__Provided data__.
▶

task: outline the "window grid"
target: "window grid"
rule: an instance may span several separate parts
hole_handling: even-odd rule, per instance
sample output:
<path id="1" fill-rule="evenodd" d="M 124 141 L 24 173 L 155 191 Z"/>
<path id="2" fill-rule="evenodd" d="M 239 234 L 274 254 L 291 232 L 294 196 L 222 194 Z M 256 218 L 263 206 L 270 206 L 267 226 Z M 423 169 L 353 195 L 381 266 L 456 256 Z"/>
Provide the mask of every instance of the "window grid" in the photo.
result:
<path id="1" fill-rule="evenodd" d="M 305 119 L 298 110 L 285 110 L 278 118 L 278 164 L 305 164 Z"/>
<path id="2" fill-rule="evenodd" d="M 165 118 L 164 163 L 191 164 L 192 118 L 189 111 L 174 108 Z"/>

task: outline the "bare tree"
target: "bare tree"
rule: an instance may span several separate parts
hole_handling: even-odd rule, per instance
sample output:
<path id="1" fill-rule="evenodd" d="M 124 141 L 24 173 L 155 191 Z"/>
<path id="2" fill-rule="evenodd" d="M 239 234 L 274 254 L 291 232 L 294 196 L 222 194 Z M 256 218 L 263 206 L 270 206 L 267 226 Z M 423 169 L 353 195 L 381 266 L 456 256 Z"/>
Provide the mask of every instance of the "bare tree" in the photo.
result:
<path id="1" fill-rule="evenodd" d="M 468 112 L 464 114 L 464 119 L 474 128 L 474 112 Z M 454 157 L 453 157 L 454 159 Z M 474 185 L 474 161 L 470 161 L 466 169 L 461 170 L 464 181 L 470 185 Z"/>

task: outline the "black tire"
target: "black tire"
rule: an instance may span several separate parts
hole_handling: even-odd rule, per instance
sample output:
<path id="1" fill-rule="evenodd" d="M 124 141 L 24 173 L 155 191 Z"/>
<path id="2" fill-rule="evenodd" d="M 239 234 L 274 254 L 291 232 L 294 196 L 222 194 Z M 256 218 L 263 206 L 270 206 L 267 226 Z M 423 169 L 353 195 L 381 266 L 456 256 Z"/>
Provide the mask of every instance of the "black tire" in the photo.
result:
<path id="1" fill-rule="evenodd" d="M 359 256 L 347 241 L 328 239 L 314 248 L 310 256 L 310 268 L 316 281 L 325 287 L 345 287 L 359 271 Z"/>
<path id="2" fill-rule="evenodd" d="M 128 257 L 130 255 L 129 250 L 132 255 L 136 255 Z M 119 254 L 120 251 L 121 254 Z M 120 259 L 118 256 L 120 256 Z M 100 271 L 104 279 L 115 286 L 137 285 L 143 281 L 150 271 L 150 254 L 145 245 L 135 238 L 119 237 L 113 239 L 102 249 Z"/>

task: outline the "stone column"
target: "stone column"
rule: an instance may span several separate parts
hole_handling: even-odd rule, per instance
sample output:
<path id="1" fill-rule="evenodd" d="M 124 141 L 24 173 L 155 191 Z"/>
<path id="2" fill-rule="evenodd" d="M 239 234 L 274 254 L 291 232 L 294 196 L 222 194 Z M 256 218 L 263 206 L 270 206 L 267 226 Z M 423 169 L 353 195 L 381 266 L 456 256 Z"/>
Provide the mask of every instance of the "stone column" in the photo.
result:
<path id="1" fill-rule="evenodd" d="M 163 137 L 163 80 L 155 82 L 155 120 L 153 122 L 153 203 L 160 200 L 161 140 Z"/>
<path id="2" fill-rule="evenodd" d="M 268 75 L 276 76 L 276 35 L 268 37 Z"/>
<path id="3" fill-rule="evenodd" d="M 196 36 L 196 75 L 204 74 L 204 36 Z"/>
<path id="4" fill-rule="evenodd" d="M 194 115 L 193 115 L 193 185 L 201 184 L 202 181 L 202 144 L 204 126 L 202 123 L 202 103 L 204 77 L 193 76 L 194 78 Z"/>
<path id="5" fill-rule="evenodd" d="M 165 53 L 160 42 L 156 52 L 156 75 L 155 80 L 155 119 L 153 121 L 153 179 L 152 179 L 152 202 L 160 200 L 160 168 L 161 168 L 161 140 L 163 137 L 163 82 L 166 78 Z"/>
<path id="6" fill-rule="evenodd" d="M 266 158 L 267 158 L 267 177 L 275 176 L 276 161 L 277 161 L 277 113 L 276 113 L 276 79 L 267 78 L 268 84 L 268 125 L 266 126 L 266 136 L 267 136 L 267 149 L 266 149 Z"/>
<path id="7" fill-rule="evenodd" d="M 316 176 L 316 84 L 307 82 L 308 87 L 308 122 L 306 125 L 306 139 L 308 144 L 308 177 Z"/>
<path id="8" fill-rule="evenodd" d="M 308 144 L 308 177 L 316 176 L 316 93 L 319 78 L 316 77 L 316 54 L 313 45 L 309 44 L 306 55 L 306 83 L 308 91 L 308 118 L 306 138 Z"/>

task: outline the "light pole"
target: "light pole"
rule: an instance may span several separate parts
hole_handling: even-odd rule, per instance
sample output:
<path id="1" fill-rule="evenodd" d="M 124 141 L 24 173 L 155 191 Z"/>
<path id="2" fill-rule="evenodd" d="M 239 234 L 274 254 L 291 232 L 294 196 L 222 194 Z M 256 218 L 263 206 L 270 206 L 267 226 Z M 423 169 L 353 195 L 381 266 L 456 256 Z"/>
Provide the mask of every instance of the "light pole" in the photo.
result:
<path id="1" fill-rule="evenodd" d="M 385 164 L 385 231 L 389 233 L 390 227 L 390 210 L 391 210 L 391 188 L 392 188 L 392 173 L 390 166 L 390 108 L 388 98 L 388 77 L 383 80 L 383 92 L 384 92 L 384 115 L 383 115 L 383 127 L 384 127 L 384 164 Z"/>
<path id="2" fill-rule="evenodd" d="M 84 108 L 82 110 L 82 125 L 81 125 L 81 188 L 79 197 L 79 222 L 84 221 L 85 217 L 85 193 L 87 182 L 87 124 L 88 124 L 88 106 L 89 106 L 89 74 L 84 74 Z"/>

◀

__How to complete this task__.
Extract the listing in its entirety, matching it exactly.

__Task response__.
task: outline the "window grid"
target: "window grid"
rule: an instance may span several separate parts
hole_handling: even-odd rule, per instance
sample output:
<path id="1" fill-rule="evenodd" d="M 124 141 L 24 173 L 155 191 Z"/>
<path id="2" fill-rule="evenodd" d="M 239 234 L 274 254 L 291 232 L 294 196 L 222 194 Z M 256 218 L 263 206 L 270 206 L 267 226 Z M 423 169 L 353 195 L 381 266 L 456 256 Z"/>
Provide the mask of every instance of the "window grid" in the photo.
result:
<path id="1" fill-rule="evenodd" d="M 305 119 L 298 110 L 285 110 L 278 118 L 278 164 L 305 164 Z"/>
<path id="2" fill-rule="evenodd" d="M 165 118 L 164 163 L 191 164 L 192 118 L 189 111 L 174 108 Z"/>

task: outline the "bare tree"
target: "bare tree"
rule: an instance may span several separate parts
hole_handling: even-odd rule, per instance
sample output:
<path id="1" fill-rule="evenodd" d="M 124 141 L 24 173 L 155 191 Z"/>
<path id="2" fill-rule="evenodd" d="M 239 234 L 274 254 L 291 232 L 294 196 L 222 194 Z M 256 218 L 263 206 L 270 206 L 267 226 Z M 423 169 L 353 195 L 381 266 L 456 256 Z"/>
Provide the mask of every instance of the "bare tree" in the photo.
result:
<path id="1" fill-rule="evenodd" d="M 468 112 L 464 114 L 464 119 L 474 128 L 474 112 Z M 454 157 L 453 157 L 454 159 Z M 474 185 L 474 161 L 470 161 L 466 169 L 461 170 L 464 181 L 470 185 Z"/>

task: outline the "black tire"
target: "black tire"
rule: an instance may span several separate parts
hole_handling: even-odd rule, per instance
sample output:
<path id="1" fill-rule="evenodd" d="M 124 141 L 24 173 L 155 191 Z"/>
<path id="2" fill-rule="evenodd" d="M 239 234 L 274 254 L 291 232 L 294 196 L 222 194 Z M 256 218 L 263 206 L 270 206 L 267 226 Z M 423 169 L 353 195 L 381 266 L 456 256 Z"/>
Provide the mask of every instance of the "black tire" in the photo.
result:
<path id="1" fill-rule="evenodd" d="M 359 256 L 347 241 L 328 239 L 314 248 L 310 256 L 310 268 L 316 281 L 325 287 L 345 287 L 359 271 Z"/>
<path id="2" fill-rule="evenodd" d="M 128 257 L 130 255 L 129 250 L 132 255 L 136 255 Z M 119 254 L 120 251 L 121 254 Z M 120 259 L 118 256 L 120 256 Z M 100 271 L 104 279 L 115 286 L 137 285 L 143 281 L 150 271 L 150 254 L 145 245 L 135 238 L 119 237 L 113 239 L 102 249 Z"/>

task: outline the "stone column"
target: "stone column"
rule: an instance may span several separate parts
hole_handling: even-odd rule, per instance
sample output:
<path id="1" fill-rule="evenodd" d="M 124 141 L 24 173 L 155 191 Z"/>
<path id="2" fill-rule="evenodd" d="M 239 234 L 274 254 L 291 232 L 294 196 L 222 194 Z M 256 218 L 263 206 L 270 206 L 267 226 Z M 423 169 L 353 195 L 381 266 L 456 256 Z"/>
Provide the mask of every instance of the "stone column" in the photo.
result:
<path id="1" fill-rule="evenodd" d="M 163 137 L 163 80 L 155 82 L 155 120 L 153 122 L 153 203 L 160 200 L 161 140 Z"/>
<path id="2" fill-rule="evenodd" d="M 268 75 L 276 76 L 276 35 L 268 37 Z"/>
<path id="3" fill-rule="evenodd" d="M 196 36 L 196 75 L 204 74 L 204 36 Z"/>
<path id="4" fill-rule="evenodd" d="M 194 115 L 193 115 L 193 185 L 201 184 L 202 181 L 202 144 L 204 126 L 202 123 L 202 103 L 204 77 L 193 76 L 194 78 Z"/>
<path id="5" fill-rule="evenodd" d="M 165 53 L 160 42 L 156 52 L 156 75 L 155 80 L 155 119 L 153 121 L 153 179 L 152 179 L 152 202 L 160 200 L 160 168 L 161 168 L 161 140 L 163 137 L 163 82 L 166 78 Z"/>
<path id="6" fill-rule="evenodd" d="M 266 158 L 267 158 L 267 177 L 275 176 L 276 161 L 277 161 L 277 113 L 276 113 L 276 79 L 267 78 L 268 84 L 268 125 L 266 126 L 266 136 L 267 136 L 267 149 L 266 149 Z"/>
<path id="7" fill-rule="evenodd" d="M 316 176 L 316 84 L 307 82 L 308 87 L 308 122 L 306 125 L 306 139 L 308 144 L 308 177 Z"/>
<path id="8" fill-rule="evenodd" d="M 308 144 L 308 177 L 316 176 L 316 93 L 319 78 L 316 77 L 316 54 L 313 45 L 309 44 L 306 55 L 306 83 L 308 91 L 308 118 L 306 138 Z"/>

task: outline the "light pole"
target: "light pole"
rule: an instance may span several separate parts
hole_handling: even-odd rule, per instance
sample output:
<path id="1" fill-rule="evenodd" d="M 124 141 L 24 173 L 155 191 Z"/>
<path id="2" fill-rule="evenodd" d="M 239 234 L 274 254 L 291 232 L 294 196 L 222 194 Z M 256 218 L 263 206 L 270 206 L 267 226 Z M 423 169 L 353 195 L 381 266 L 456 256 Z"/>
Provide the mask of every instance of the "light pole" in the photo.
result:
<path id="1" fill-rule="evenodd" d="M 385 164 L 385 231 L 389 233 L 390 227 L 390 210 L 391 210 L 391 188 L 392 188 L 392 173 L 390 166 L 390 108 L 388 98 L 388 77 L 383 80 L 383 92 L 384 92 L 384 115 L 383 115 L 383 127 L 384 127 L 384 164 Z"/>
<path id="2" fill-rule="evenodd" d="M 84 108 L 82 110 L 82 125 L 81 125 L 81 188 L 79 197 L 79 222 L 84 221 L 85 217 L 85 193 L 87 182 L 87 124 L 88 124 L 88 106 L 89 106 L 89 74 L 84 74 Z"/>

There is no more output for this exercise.